══ Dataset records
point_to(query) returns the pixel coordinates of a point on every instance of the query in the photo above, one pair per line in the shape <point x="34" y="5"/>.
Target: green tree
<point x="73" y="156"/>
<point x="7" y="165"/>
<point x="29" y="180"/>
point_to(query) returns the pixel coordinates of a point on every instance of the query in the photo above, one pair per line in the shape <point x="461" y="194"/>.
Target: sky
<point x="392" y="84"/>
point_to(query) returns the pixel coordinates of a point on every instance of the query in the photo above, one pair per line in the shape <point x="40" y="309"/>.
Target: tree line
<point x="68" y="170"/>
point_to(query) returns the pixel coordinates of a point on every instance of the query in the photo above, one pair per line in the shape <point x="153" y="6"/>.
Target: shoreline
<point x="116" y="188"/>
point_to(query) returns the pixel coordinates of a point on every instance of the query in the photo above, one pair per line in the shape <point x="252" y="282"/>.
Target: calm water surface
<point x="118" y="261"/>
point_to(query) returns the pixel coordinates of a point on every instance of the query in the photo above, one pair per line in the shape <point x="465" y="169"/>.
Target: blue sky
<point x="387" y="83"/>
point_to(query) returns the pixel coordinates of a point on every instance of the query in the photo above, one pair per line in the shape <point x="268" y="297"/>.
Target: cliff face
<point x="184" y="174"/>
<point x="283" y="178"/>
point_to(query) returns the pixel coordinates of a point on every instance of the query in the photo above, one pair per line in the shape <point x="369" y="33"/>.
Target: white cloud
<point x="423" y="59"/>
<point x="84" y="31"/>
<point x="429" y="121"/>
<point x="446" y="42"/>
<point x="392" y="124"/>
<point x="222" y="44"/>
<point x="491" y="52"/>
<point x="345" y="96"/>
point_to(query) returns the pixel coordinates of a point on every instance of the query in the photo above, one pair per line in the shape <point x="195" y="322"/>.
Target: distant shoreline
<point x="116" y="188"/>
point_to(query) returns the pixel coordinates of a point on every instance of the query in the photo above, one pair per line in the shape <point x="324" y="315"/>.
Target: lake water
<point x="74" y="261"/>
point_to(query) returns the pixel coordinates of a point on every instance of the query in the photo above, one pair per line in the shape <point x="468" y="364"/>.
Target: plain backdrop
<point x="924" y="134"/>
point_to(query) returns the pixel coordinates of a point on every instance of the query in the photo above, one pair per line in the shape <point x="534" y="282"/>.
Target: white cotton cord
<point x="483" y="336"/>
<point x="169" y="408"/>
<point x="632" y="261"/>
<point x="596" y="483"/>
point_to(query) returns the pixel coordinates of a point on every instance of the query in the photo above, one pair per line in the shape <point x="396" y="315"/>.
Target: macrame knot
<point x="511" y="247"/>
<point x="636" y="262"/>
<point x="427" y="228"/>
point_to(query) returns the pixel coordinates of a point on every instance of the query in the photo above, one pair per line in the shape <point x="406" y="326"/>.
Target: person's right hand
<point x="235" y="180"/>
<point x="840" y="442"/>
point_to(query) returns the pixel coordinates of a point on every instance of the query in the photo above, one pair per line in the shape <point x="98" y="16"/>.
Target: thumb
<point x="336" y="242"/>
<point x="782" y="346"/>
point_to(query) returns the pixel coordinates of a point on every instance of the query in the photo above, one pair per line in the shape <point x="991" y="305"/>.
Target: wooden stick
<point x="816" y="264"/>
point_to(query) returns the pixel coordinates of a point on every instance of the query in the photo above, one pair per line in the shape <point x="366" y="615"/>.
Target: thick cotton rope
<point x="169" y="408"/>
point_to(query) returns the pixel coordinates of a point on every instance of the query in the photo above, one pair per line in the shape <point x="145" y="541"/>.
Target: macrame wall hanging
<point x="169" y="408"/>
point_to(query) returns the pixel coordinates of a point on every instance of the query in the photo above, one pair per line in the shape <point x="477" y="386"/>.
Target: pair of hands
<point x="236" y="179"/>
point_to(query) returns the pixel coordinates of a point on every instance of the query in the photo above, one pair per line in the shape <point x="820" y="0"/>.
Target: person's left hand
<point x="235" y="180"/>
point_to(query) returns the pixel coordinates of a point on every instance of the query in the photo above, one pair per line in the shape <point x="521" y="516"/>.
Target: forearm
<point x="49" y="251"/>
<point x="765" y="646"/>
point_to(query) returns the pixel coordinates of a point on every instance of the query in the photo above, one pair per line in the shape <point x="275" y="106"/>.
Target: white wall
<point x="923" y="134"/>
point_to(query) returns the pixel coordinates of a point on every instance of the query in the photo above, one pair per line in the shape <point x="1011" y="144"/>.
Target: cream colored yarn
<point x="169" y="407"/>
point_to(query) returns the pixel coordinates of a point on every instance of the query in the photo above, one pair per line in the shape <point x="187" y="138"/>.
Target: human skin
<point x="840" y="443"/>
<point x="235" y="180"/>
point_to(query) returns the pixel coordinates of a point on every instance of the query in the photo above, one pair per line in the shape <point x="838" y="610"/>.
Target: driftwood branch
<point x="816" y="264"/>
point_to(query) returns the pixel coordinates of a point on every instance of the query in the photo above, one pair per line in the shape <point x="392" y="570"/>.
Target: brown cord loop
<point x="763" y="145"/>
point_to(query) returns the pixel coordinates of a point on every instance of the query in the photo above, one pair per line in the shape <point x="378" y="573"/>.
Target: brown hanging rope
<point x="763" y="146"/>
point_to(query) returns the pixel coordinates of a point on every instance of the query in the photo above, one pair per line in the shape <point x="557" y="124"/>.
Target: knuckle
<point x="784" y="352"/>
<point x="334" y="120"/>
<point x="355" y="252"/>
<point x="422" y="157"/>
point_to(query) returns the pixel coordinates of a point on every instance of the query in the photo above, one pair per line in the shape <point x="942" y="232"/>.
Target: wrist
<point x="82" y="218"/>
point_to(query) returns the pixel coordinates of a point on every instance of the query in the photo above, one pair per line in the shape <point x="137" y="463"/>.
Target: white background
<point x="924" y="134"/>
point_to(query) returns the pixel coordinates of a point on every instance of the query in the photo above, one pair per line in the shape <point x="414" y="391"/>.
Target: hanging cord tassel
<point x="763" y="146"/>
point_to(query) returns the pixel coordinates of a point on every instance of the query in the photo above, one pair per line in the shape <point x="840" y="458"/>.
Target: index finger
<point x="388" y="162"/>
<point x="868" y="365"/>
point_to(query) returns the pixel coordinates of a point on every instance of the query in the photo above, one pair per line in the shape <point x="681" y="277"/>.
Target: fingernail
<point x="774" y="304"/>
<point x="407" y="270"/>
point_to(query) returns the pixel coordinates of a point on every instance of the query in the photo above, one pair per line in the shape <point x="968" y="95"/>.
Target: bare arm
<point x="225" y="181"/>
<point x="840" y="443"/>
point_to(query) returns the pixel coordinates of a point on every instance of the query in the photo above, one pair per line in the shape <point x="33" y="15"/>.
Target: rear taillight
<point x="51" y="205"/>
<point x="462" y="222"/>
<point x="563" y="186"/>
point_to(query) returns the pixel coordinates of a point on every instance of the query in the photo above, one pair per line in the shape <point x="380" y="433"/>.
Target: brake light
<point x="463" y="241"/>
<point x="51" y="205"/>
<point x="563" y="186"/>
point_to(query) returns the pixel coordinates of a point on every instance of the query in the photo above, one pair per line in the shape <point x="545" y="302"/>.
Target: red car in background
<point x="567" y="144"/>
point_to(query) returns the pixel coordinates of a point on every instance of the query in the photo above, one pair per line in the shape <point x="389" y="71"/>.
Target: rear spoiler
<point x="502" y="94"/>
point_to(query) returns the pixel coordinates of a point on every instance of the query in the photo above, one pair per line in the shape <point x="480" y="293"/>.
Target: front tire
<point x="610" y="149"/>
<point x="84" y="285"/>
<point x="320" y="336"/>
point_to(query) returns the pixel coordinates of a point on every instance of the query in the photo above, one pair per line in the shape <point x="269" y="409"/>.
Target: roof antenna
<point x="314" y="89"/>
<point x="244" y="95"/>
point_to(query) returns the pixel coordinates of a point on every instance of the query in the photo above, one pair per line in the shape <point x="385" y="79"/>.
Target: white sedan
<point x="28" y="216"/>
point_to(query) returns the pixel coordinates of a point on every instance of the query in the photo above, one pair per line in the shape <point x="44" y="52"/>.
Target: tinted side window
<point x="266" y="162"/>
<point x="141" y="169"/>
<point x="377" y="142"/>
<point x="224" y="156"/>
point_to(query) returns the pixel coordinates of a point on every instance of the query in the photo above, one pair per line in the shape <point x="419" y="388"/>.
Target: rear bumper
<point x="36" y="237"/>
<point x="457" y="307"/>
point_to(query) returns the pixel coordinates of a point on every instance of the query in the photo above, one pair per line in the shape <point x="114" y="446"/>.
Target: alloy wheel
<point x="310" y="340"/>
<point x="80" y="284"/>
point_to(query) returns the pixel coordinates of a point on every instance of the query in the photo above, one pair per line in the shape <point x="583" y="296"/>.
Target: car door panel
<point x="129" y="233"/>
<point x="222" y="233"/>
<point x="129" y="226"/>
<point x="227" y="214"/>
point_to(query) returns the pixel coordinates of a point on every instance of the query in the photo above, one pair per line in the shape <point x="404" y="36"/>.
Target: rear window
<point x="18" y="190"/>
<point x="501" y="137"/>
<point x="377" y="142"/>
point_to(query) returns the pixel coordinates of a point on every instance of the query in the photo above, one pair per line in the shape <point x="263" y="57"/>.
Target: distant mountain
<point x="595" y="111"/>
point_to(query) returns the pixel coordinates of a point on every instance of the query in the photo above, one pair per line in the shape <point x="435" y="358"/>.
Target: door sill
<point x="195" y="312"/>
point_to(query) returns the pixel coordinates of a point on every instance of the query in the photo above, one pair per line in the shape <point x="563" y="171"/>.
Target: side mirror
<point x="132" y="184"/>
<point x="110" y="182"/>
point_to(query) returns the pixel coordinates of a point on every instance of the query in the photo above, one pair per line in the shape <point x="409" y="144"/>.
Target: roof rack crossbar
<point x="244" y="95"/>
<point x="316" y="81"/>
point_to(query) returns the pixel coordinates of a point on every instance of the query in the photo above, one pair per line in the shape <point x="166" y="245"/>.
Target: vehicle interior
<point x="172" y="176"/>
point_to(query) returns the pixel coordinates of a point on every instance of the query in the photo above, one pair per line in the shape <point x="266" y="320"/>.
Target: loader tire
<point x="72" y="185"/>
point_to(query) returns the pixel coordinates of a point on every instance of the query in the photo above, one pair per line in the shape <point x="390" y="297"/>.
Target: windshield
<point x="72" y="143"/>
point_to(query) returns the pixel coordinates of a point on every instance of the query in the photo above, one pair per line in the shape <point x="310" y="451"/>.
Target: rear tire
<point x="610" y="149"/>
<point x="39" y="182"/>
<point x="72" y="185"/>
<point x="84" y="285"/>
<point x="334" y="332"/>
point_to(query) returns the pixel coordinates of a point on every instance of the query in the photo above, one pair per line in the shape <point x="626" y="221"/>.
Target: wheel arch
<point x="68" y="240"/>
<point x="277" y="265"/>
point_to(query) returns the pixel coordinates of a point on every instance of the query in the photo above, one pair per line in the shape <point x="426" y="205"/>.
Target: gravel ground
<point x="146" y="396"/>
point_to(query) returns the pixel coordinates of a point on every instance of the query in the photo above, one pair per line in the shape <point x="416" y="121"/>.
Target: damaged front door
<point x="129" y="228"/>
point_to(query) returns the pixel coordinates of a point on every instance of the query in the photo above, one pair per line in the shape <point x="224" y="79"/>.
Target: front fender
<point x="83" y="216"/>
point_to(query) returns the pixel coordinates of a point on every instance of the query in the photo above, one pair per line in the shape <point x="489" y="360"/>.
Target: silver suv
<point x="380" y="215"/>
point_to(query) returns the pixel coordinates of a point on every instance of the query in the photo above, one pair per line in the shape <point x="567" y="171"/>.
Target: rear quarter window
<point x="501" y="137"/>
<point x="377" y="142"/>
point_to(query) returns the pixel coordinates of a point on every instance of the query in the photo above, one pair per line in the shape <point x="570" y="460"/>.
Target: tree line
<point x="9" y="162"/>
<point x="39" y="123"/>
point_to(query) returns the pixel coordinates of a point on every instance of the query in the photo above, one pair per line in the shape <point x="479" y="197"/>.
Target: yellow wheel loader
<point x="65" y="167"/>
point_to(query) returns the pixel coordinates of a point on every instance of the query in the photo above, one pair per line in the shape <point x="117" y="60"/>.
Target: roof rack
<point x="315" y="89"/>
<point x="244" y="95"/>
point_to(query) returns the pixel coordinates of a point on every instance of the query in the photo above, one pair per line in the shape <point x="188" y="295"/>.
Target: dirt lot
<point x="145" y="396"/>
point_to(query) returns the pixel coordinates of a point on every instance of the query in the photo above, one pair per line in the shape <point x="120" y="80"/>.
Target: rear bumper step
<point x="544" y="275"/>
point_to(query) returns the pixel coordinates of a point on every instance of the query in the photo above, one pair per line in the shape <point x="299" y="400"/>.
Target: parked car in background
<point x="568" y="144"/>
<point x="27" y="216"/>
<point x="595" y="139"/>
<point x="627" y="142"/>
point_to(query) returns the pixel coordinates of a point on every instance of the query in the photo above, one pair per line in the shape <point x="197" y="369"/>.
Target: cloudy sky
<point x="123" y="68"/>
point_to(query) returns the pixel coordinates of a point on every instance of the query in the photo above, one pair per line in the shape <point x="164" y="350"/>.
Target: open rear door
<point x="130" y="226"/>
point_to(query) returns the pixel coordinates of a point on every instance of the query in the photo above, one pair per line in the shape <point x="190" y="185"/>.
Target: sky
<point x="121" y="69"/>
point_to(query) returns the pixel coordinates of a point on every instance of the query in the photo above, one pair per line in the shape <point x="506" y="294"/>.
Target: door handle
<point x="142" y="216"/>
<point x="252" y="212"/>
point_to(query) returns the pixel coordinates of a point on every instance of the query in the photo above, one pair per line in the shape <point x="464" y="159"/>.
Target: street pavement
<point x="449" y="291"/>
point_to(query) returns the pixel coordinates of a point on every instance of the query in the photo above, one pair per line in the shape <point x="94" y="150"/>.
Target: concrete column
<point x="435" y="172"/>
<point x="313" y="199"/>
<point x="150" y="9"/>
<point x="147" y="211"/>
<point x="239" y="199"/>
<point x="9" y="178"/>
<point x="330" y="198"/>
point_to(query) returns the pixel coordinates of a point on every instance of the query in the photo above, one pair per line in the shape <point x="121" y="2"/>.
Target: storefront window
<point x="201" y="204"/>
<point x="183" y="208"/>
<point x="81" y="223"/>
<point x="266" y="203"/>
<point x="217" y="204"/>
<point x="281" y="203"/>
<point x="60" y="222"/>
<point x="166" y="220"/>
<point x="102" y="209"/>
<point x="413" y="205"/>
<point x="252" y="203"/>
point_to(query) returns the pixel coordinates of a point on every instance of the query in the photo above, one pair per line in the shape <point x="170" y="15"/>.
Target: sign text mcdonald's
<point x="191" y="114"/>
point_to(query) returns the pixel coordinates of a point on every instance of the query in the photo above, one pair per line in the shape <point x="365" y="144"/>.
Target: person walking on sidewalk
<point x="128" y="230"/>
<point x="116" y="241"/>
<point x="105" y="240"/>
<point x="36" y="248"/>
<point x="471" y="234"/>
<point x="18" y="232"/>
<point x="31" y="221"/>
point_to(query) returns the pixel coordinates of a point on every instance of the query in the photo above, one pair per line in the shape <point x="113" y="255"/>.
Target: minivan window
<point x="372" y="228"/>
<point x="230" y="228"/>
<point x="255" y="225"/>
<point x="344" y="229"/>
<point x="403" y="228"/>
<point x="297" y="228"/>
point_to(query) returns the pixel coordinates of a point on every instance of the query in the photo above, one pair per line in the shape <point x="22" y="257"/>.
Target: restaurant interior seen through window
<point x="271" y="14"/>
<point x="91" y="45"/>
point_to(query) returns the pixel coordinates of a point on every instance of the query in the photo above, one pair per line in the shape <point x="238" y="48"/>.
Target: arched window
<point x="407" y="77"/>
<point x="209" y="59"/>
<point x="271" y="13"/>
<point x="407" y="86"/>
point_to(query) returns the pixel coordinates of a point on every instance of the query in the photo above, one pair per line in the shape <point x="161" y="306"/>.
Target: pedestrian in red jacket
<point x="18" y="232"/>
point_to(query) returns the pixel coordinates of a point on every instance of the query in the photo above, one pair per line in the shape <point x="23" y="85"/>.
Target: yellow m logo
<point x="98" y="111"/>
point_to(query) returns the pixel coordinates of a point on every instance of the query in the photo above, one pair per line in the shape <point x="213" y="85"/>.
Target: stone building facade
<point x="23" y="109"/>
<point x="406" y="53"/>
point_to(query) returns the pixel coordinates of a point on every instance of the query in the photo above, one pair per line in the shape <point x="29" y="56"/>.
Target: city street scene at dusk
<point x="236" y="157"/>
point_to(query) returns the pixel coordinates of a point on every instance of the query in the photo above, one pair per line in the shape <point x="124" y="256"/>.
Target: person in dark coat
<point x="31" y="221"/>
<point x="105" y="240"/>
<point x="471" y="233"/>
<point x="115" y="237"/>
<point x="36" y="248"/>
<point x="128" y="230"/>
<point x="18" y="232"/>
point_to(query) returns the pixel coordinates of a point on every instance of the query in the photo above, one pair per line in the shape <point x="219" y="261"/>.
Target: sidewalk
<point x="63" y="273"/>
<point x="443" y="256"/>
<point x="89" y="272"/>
════
Extract every line of the entries above that contains the string "sidewalk", and copy each one as it appears.

• The output
Target: person walking on sidewalk
Target: sidewalk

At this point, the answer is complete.